━━━━━ Record excerpts ━━━━━

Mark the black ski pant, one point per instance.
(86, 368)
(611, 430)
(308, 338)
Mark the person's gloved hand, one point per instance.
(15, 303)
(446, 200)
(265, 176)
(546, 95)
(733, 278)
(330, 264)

━━━━━

__Do this__
Without omitting anything, output the entries exactly.

__Right answer__
Mark the black ski pant, one point per instance.
(86, 368)
(611, 430)
(308, 338)
Mark the person's gloved hand, one point per instance.
(15, 303)
(446, 200)
(265, 176)
(546, 95)
(733, 278)
(330, 264)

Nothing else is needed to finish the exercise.